■ **Data for processing**:
+--
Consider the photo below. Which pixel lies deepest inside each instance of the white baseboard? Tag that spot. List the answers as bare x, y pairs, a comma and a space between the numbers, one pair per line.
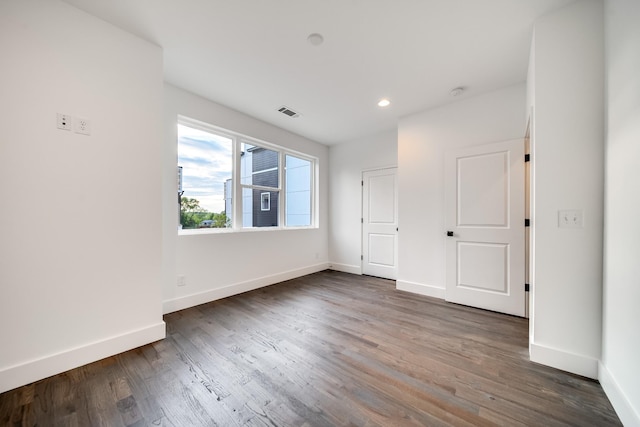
420, 288
346, 268
37, 369
559, 359
181, 303
623, 407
+--
■ **Directions for this task**:
Transcribe each entry above character for character, omitting pictures.

■ **Response box**:
Consider the photo below. Which pixel lies deepest inside each instance of the white baseboard? Tag that spot. List the answers as bare x, y pairs, a comma and a space between the numbers, one pair per line.
420, 288
346, 268
37, 369
559, 359
181, 303
623, 407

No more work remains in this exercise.